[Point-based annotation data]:
--*--
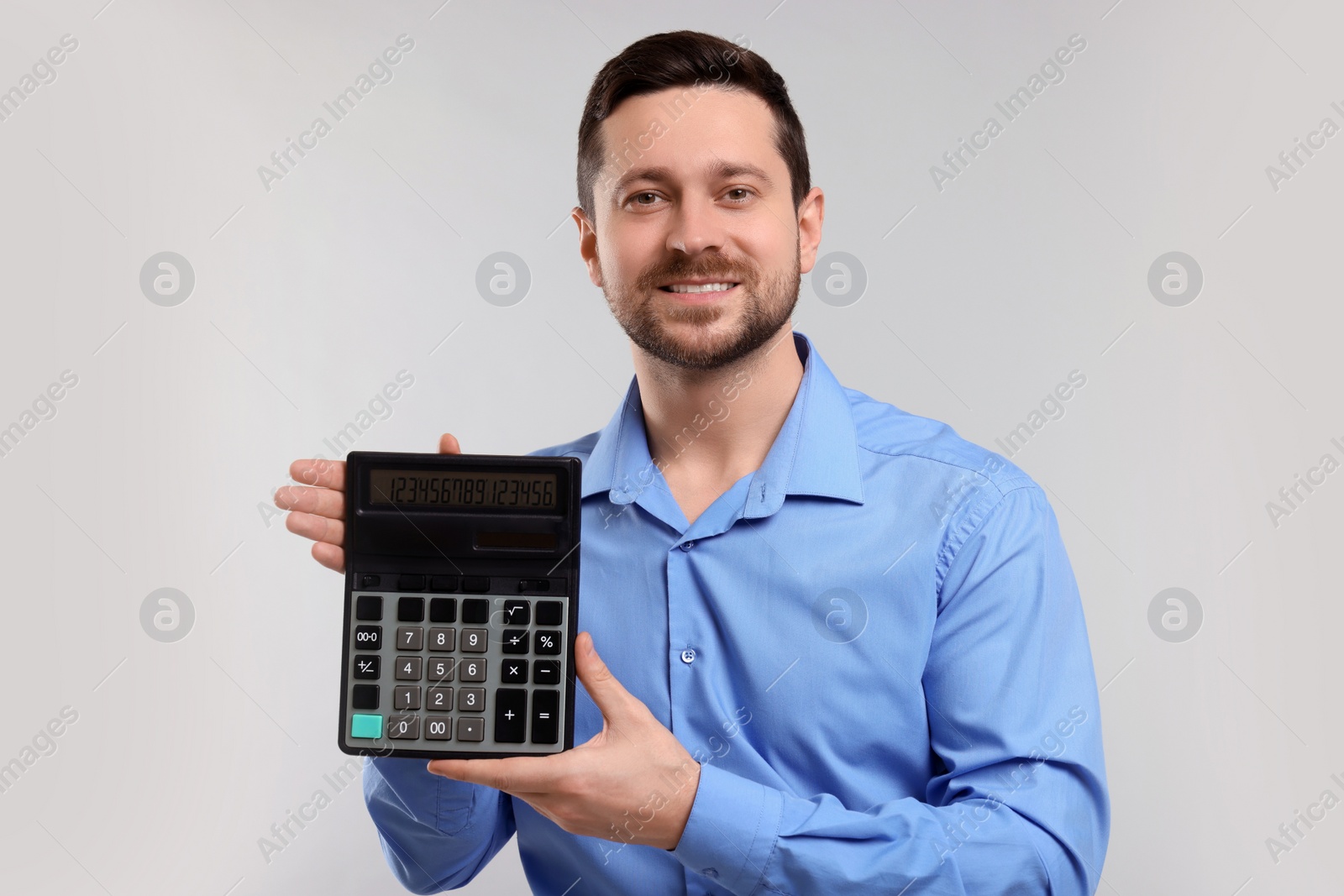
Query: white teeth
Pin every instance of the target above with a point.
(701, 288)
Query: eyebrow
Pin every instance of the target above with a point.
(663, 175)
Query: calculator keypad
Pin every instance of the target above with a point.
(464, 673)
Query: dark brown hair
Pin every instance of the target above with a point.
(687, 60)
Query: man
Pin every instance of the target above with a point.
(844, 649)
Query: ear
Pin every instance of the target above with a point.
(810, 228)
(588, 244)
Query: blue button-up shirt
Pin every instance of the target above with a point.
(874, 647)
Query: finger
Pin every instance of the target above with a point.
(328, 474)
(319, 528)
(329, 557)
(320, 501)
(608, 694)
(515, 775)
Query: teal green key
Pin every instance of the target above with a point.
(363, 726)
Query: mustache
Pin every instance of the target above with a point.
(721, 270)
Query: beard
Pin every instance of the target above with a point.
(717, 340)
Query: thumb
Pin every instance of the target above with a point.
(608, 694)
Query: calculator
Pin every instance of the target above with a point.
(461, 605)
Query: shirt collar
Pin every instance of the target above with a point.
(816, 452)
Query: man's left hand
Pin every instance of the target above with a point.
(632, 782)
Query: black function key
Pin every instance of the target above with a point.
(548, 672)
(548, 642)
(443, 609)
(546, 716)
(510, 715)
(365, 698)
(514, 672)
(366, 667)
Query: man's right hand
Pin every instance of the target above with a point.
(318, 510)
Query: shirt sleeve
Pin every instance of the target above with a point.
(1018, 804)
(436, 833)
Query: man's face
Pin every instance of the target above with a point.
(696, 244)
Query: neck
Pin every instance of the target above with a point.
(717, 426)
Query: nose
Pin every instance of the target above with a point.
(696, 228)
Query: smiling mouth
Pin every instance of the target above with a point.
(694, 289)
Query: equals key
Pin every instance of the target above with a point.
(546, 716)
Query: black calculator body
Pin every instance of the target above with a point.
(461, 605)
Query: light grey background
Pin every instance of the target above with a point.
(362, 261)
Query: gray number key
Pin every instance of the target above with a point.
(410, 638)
--*--
[Challenge]: Can you print all of the entries above verbatim, leaving out the pictures?

[Complete output]:
Query: white teeth
Pin every instance of the target above with a point.
(701, 288)
Query: eyebrow
Pin every instance of the target above with a point.
(663, 175)
Query: calculator keypad
Pin every instance of the target above with a point.
(464, 673)
Query: dark brown hair
Pin every instance of the target above with a point.
(687, 60)
Query: man
Pin every instance of the target above with a point.
(844, 649)
Query: ear
Pin every instance of the target above with a point.
(810, 228)
(588, 244)
Query: blue button-up shirt
Pin every instance of the target above with a point.
(874, 647)
Query: finger
Pin every instance of the target above with a point.
(328, 474)
(319, 528)
(329, 557)
(320, 501)
(608, 694)
(515, 775)
Query: teal green key
Pin every instance of the target above with a point.
(363, 726)
Query: mustache
Pin every instance of the target above with a point.
(721, 270)
Query: beard
Pin every instance of the target above with a point.
(717, 340)
Query: thumb
Pin every instance of the target above with a point.
(608, 694)
Query: calculator
Pin every instance of the target above with a point.
(461, 605)
Query: shirt collar
Pin every instance of the target above with a point.
(816, 452)
Query: man's left hand
Pin every instance of the target above with a point.
(632, 782)
Query: black function key
Pin every instance of the target above with a point.
(548, 672)
(548, 642)
(443, 609)
(546, 716)
(510, 715)
(365, 698)
(514, 672)
(366, 667)
Query: man's right hand
Pin every instance of the target above with a point.
(318, 510)
Query: shirt sleeve
Pin every instance of the target above with a point.
(1018, 804)
(436, 833)
Query: man's face
Pin every instance of the target above with a point.
(696, 244)
Query: neck
Pin every instance of the target above with a point.
(717, 426)
Query: nose
Pin every instance of the target above with a point.
(696, 228)
Query: smiling mouth
Pin every instance of the target above with a point.
(694, 289)
Query: equals key
Pin every instance of the target above with a point.
(546, 716)
Query: black calculator body
Pin every instance of the target above with a point.
(461, 605)
Query: light grey background
Pin every instance of the target above with a point.
(362, 261)
Query: gray number key
Pin every instance of the target above with a point.
(410, 638)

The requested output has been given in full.